■ GOAL OF THE EXERCISE ■
The answer must be an exact copy of every entry, with no pictures in it.

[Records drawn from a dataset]
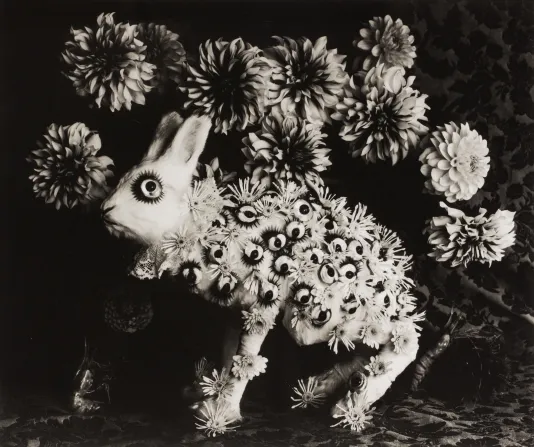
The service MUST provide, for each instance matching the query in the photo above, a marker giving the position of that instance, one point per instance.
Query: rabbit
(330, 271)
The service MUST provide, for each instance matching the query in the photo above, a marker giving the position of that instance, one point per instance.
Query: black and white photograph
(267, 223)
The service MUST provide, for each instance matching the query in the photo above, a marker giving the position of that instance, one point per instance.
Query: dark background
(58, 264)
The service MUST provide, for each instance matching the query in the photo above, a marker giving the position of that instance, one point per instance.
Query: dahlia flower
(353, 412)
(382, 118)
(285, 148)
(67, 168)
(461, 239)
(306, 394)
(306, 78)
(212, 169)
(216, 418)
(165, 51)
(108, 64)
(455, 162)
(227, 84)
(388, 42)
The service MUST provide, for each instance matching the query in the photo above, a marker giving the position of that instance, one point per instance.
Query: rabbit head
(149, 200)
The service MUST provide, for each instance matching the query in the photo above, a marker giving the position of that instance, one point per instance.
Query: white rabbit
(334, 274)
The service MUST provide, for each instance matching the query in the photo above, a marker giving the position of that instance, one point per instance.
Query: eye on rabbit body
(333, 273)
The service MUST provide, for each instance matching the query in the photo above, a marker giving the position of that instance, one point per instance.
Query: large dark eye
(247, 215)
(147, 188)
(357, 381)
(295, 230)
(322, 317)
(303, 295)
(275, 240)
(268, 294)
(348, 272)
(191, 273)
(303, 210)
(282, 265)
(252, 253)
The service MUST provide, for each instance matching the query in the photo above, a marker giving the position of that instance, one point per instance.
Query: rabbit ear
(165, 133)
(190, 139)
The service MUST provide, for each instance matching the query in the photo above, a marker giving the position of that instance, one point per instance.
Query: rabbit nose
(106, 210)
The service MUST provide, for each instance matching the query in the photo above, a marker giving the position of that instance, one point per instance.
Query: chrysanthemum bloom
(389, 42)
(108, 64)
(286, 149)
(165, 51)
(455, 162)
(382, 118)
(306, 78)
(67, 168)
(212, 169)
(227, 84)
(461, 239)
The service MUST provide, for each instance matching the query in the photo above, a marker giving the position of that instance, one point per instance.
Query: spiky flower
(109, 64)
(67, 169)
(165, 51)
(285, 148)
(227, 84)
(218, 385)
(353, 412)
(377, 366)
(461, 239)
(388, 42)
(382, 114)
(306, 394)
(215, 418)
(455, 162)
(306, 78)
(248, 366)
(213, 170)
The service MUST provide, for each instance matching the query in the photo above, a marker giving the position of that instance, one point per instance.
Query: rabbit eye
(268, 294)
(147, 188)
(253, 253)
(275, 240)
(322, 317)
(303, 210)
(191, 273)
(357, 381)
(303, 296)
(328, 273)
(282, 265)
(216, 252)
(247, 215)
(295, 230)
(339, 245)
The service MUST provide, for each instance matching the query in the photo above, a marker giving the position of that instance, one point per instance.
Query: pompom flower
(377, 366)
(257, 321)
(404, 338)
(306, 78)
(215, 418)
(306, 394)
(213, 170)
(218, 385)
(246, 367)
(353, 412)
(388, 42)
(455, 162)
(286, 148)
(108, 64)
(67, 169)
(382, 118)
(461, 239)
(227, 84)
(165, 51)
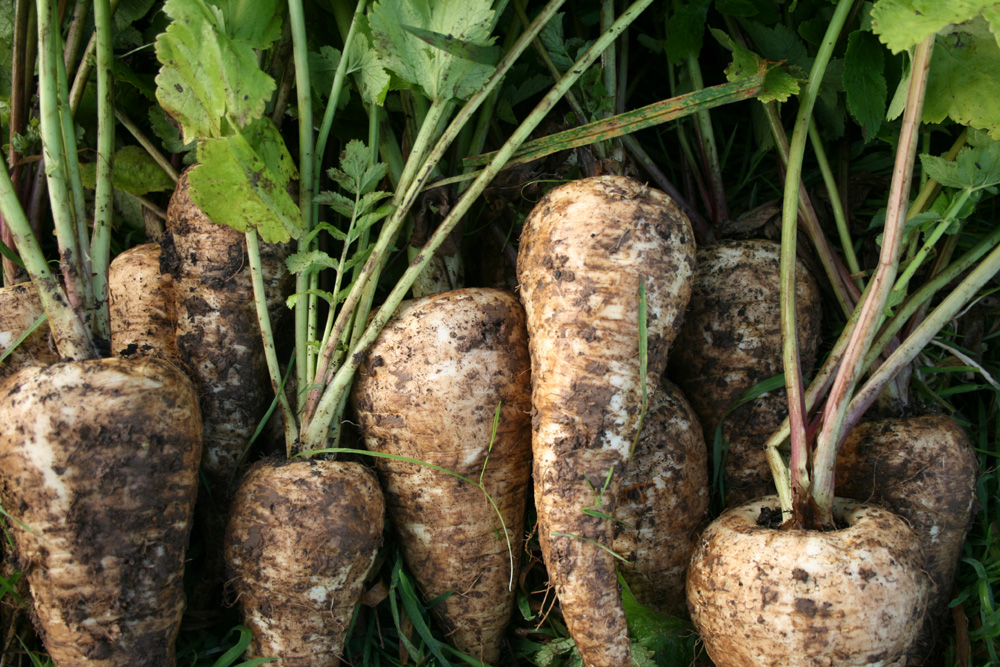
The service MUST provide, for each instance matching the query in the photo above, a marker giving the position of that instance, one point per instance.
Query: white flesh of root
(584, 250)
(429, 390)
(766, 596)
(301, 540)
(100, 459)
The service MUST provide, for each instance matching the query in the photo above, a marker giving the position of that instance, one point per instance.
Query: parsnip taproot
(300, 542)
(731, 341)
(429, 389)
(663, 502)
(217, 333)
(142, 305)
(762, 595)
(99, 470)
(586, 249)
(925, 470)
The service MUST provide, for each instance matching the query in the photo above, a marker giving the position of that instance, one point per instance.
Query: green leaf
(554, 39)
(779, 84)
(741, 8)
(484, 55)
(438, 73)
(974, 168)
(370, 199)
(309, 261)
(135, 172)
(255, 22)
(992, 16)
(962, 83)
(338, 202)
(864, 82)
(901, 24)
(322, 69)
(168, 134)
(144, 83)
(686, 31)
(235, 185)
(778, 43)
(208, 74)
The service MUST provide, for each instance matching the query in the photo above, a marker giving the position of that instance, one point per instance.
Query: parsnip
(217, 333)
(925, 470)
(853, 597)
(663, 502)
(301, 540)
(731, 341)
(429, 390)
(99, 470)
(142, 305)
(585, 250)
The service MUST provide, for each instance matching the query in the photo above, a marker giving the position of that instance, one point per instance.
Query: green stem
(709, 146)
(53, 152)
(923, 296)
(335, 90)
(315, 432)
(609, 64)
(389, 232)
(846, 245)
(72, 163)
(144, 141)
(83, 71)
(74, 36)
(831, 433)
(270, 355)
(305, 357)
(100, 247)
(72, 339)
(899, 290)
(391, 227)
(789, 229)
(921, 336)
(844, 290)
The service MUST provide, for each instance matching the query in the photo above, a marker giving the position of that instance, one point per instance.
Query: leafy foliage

■ OUTPUT ■
The service MUST provide, for each instance matching the query in the photo above, a marker giving the position of that instance, one point per instance.
Query: rabbit
(330, 271)
The service MUST provide, for each instance matching the query in the photo above, a marker giving the position of that instance, one point per instance.
Query: black and white photograph
(267, 223)
The service MUST provide, for each instance matching the query in the photo above, a marker giving the position of that instance, one point per instance.
Query: dark background
(58, 264)
The service MUST provide, for each instance matching the query in the photo above, a marker giving the position of that instance, one point per instance.
Query: dahlia flower
(353, 412)
(382, 118)
(285, 148)
(67, 168)
(461, 239)
(306, 394)
(306, 78)
(212, 169)
(216, 418)
(165, 51)
(108, 64)
(455, 162)
(227, 84)
(388, 42)
The service MUST provide, for each instance matching the query in the photo above, a marker giving the position of that instance, one point per instance.
Query: rabbit head
(149, 200)
The service MUST provide, for each instance matching the query in the photo above, a marker giving the position of that instance, one point per instance.
Query: white rabbit
(334, 274)
The service MUST provide, for each instance matching the query in the photo above, a marker giving the position of that instance, one point per instance.
Query: eye on rabbit body
(333, 273)
The service MUST provide, for each instance matching the query in the photo above, a marker giving the position of that instance, one point per instance.
Query: large dark eye
(247, 215)
(147, 188)
(357, 381)
(295, 230)
(322, 317)
(303, 295)
(275, 240)
(268, 294)
(348, 272)
(191, 273)
(303, 210)
(282, 265)
(252, 253)
The service MUST provide, for each instance matching the query in the photo above, a marker giving the position of that instance, one point per instance.
Query: rabbit ear
(165, 133)
(190, 139)
The service MUST provide, for each instance matching the query in the photo above, a marker giving the position of that instance, one point per instance.
Query: rabbit nose
(106, 210)
The service MUST provide, for each instance matching the query in the photo above, a marker giving the position of that instance, one point per instance.
Query: chrysanthemum bloom
(389, 42)
(108, 64)
(286, 149)
(165, 51)
(455, 162)
(382, 118)
(306, 78)
(67, 168)
(212, 169)
(227, 84)
(461, 239)
The service MUST provide, for each instance matching the query in the photo above, a marker giving the position of that instance, one point per instance.
Query: spiky flower
(109, 64)
(67, 169)
(165, 51)
(285, 148)
(227, 84)
(218, 385)
(353, 412)
(377, 366)
(461, 239)
(388, 42)
(382, 114)
(306, 394)
(215, 418)
(455, 162)
(306, 78)
(248, 366)
(213, 170)
The service MUST provide, for each instance matching the query in the photo above, a marker giving the position of that instance, one point per instance.
Query: rabbit eye
(268, 294)
(147, 188)
(253, 253)
(275, 240)
(322, 317)
(303, 210)
(191, 273)
(357, 381)
(303, 296)
(328, 273)
(282, 265)
(216, 252)
(247, 215)
(295, 230)
(339, 245)
The service MUST provide, for each instance matching the query in the photo above, a marker giving the position of that instance, one point per instance.
Query: pompom flower
(377, 366)
(257, 321)
(404, 338)
(306, 78)
(215, 418)
(306, 394)
(213, 170)
(218, 385)
(246, 367)
(353, 412)
(388, 42)
(455, 162)
(286, 148)
(108, 64)
(67, 169)
(382, 118)
(461, 239)
(227, 84)
(165, 51)
The service MUST provide, for each instance matching the query in the photo above, a marker giving the position of that instance, one point per instance.
Query: white flesh of root
(584, 250)
(429, 390)
(766, 596)
(301, 540)
(100, 459)
The service MUST provide, for each instance matching the query in the photo above, a marker giving the position of that instance, one point per instance.
Query: parsnip taproot
(300, 542)
(731, 341)
(429, 389)
(663, 502)
(217, 333)
(142, 305)
(762, 595)
(99, 470)
(586, 249)
(925, 470)
The service MUST provide, for each instance matching the query in the photo above, a marker giving the position of that instance, one point per instance.
Query: green leaf
(554, 39)
(779, 84)
(741, 8)
(484, 55)
(438, 73)
(974, 168)
(370, 199)
(309, 261)
(135, 172)
(255, 22)
(992, 16)
(962, 83)
(338, 202)
(864, 82)
(901, 24)
(322, 69)
(168, 134)
(144, 83)
(686, 31)
(235, 185)
(778, 43)
(208, 74)
The service MUST provide, for each instance matching the query in the photo above, a marker giving the position of that instance, one point per instance.
Query: parsnip
(217, 333)
(925, 470)
(853, 597)
(663, 502)
(301, 540)
(731, 341)
(429, 390)
(99, 470)
(142, 305)
(585, 250)
The service MUST provide, for each instance matching the query in the photo above, a marker giving the position of that instance, one point per instance.
Query: green stem
(709, 146)
(53, 152)
(923, 296)
(335, 90)
(315, 432)
(609, 64)
(389, 232)
(846, 245)
(72, 163)
(144, 141)
(83, 71)
(74, 36)
(831, 433)
(270, 355)
(305, 357)
(100, 247)
(72, 339)
(899, 290)
(391, 227)
(789, 229)
(921, 336)
(844, 290)
The service MUST provide, for each instance matching the query in the photo above, a marker giving the position of that instance, one point per instance.
Query: leafy foliage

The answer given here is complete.